Work required:
Can you copy the passage from the excerpt on diagnostic value word for word, beginning at the words "2.5. Evaluation of" and stopping after "genes for DILI."?

2.5. Evaluation of Diagnostic Value
We adopted the ROC curve and AUC values to assess the diagnostic value of the four genes. When we set the four genes (as mentioned above) into the ROC curve, the results showed that their AUC values were >0.8 in both the training and testing sets (Figure 6). In conclusion, DDIT3, GADD45A, SLC3A2, and RBM24 may be diagnostic genes for DILI.
Figure 6
The ROC curves of DDIT3, DDIT3, SLC3A2, and RBM24 between the training and testing groups. (A) The ROC curve of DDIT3 in the training group. (B) The ROC curve of DDIT3 in the testing group. (C) The ROC curve of GADD45A in the training group. (D) The ROC curve of GADD45A in the testing group. (E) The ROC curve of RBM24 in training group. (F) The ROC curve of RBM24 in the testing group. (G) The ROC curve of SLC3A2 in training group. (H) The ROC curve of SLC3A2 in the testing group. Red represents training, and blue represents testing.

Dataset extract:

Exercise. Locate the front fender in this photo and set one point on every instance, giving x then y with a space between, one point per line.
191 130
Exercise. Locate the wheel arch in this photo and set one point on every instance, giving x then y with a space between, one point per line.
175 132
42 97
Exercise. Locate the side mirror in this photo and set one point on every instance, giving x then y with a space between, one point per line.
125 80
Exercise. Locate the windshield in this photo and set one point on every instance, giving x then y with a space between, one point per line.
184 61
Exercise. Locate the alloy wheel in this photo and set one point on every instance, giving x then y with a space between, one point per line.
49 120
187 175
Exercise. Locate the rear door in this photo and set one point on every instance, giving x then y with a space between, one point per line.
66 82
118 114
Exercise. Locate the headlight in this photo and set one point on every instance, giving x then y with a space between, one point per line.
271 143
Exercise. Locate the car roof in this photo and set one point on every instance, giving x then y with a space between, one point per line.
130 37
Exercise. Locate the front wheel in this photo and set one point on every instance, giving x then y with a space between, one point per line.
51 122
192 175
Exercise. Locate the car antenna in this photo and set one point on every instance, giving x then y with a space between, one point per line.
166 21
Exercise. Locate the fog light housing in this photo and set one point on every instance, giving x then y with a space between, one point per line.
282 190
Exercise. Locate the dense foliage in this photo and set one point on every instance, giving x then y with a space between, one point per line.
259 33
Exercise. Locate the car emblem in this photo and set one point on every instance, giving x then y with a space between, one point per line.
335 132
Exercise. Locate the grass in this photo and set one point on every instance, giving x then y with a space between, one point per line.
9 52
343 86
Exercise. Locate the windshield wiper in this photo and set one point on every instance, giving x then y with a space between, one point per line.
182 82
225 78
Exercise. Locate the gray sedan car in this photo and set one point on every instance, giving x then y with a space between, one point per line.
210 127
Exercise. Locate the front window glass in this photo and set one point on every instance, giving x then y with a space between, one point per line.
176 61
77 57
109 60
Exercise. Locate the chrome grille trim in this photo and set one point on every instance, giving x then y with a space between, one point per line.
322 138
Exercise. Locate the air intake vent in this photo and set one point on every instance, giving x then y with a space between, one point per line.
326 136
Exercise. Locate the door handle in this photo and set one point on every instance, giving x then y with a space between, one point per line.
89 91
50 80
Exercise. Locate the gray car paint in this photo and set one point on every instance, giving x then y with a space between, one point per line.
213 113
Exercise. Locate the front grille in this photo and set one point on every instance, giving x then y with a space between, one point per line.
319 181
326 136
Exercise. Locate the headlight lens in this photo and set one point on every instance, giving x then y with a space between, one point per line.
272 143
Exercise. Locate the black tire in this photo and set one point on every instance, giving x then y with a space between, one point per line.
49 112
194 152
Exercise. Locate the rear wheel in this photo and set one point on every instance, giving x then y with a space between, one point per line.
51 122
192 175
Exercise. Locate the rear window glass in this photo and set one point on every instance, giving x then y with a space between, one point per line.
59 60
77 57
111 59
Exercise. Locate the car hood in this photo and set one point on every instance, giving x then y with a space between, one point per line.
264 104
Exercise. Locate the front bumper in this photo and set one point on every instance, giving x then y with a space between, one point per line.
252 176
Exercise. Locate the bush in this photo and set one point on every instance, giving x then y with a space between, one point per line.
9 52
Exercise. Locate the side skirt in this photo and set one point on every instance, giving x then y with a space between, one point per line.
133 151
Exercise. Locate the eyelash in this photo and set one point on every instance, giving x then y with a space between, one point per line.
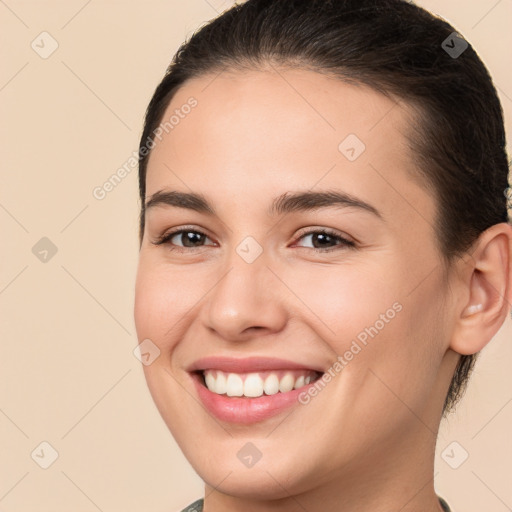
343 242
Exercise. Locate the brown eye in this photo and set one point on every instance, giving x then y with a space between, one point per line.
324 240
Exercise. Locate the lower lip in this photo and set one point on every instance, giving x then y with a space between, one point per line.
245 410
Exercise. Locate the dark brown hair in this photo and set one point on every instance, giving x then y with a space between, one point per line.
398 49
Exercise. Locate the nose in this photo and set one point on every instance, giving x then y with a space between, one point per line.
247 300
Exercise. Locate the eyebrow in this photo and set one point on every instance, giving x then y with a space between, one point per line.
285 203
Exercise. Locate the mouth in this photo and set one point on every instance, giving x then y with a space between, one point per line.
248 391
256 384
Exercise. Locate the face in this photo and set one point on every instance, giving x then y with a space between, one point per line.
344 281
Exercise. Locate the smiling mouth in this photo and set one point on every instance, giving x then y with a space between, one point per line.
256 384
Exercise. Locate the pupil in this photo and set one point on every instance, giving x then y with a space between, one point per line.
189 238
322 237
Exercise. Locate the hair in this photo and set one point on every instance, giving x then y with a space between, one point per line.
396 48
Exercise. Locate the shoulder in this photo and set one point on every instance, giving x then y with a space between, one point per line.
197 506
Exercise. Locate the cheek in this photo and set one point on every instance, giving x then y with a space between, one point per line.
162 299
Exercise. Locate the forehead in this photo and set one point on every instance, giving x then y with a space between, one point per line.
259 131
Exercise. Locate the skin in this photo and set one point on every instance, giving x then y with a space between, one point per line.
366 441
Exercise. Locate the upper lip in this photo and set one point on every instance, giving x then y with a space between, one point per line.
247 365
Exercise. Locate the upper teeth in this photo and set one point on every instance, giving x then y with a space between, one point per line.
254 384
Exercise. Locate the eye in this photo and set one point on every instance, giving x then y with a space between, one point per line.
182 239
326 240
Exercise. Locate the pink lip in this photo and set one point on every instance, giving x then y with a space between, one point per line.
243 410
251 364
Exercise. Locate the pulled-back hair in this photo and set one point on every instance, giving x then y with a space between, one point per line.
398 49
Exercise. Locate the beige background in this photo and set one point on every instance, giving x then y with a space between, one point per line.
68 373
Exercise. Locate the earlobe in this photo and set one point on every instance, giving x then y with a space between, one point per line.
488 283
472 309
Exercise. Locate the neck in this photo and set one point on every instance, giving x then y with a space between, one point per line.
396 477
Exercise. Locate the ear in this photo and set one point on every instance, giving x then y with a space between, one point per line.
486 290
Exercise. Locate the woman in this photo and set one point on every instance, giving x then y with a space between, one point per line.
324 250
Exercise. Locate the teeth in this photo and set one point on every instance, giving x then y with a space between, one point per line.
256 384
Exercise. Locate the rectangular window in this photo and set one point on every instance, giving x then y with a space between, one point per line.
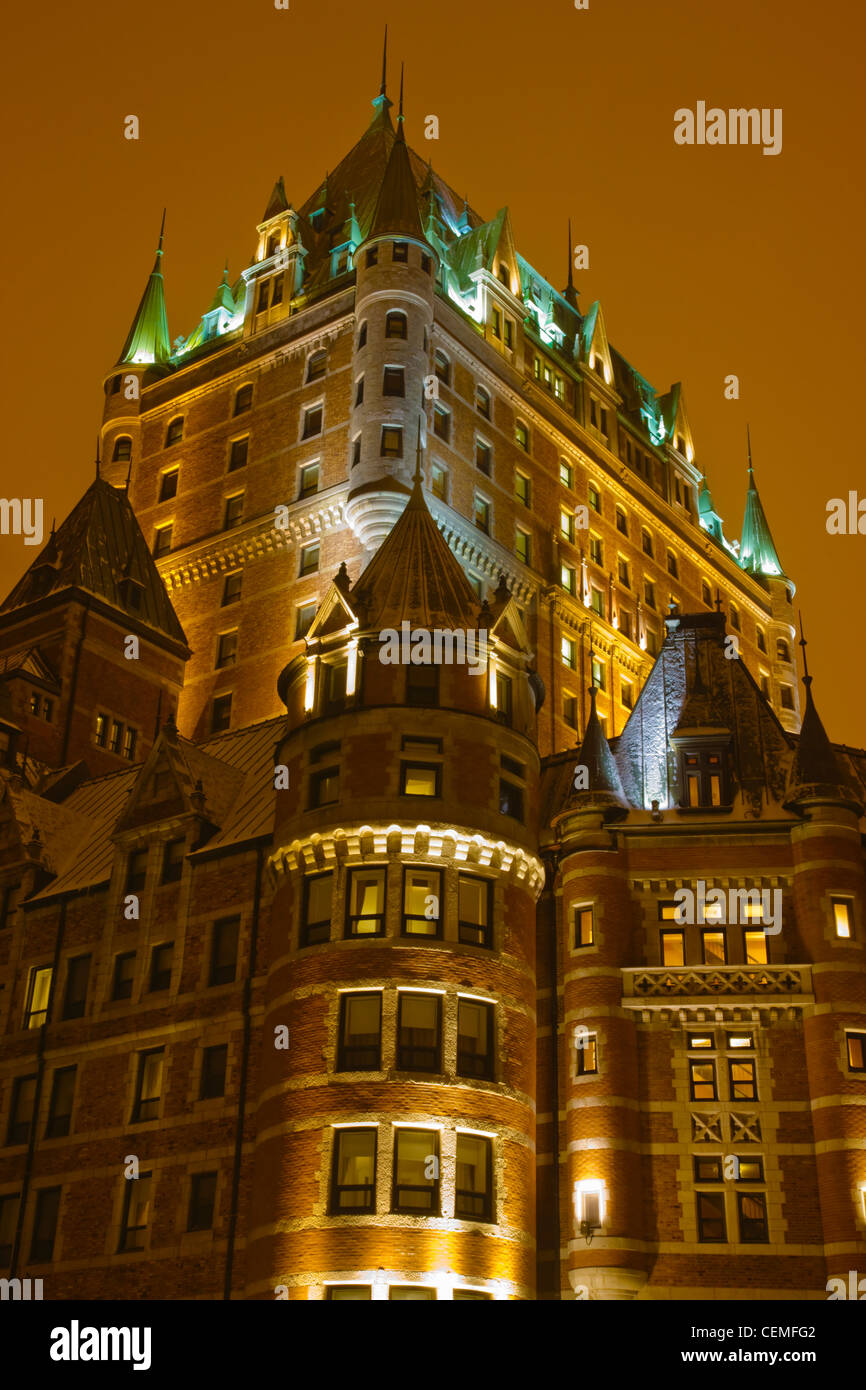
60 1105
474 909
673 948
366 900
392 442
312 421
39 990
419 1032
21 1109
149 1086
742 1077
711 1218
75 994
416 1172
202 1200
353 1175
702 1080
317 909
234 512
752 1214
9 1222
476 1039
213 1072
136 1211
309 480
161 962
584 926
173 861
237 458
360 1033
224 951
421 902
841 918
45 1225
474 1186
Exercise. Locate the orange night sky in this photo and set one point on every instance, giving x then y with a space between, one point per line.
708 260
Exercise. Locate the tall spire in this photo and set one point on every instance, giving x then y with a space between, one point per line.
148 341
756 549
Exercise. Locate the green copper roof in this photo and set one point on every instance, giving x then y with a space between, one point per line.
148 339
756 549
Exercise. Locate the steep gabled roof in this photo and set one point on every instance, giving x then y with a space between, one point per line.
99 548
414 576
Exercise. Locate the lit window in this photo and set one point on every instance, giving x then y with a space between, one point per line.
366 900
149 1086
416 1172
353 1178
317 893
360 1033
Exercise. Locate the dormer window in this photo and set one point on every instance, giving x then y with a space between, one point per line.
704 773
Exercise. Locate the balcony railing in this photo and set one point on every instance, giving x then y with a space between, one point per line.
658 982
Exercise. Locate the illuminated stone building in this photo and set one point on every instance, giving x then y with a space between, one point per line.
369 969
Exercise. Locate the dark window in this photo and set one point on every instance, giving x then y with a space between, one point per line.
744 1080
149 1086
423 685
366 898
474 909
45 1225
231 590
224 951
360 1033
421 902
173 861
60 1105
161 961
124 975
416 1172
238 453
234 512
702 1080
168 484
855 1044
136 1211
394 381
221 713
317 364
474 1187
9 1222
476 1039
711 1218
161 541
136 870
21 1111
202 1198
420 1033
317 908
213 1072
75 995
752 1212
353 1175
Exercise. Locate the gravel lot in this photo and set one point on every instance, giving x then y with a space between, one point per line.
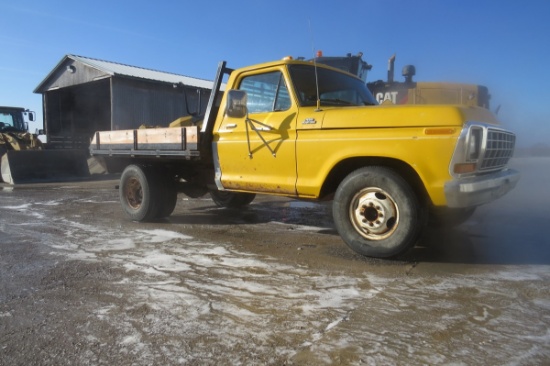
270 285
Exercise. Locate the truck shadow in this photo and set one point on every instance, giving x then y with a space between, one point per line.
466 244
460 245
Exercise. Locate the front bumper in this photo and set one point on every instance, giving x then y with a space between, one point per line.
475 191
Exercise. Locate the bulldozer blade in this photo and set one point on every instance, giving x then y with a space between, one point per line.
28 166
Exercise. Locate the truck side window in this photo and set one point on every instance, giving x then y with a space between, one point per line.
266 92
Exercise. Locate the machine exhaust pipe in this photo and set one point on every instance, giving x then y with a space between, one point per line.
391 67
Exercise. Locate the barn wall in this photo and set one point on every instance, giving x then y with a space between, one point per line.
74 113
136 103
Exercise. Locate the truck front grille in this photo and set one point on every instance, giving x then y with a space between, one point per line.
499 149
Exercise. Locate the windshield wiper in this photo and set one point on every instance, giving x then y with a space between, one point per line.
336 101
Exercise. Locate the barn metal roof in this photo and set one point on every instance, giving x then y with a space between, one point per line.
118 69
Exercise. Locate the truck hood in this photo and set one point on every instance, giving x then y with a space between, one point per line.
404 116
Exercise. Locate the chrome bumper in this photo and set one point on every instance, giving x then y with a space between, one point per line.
475 191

Output for this task:
2.5. Evaluation of Diagnostic Value
We adopted the ROC curve and AUC values to assess the diagnostic value of the four genes. When we set the four genes (as mentioned above) into the ROC curve, the results showed that their AUC values were >0.8 in both the training and testing sets (Figure 6). In conclusion, DDIT3, GADD45A, SLC3A2, and RBM24 may be diagnostic genes for DILI.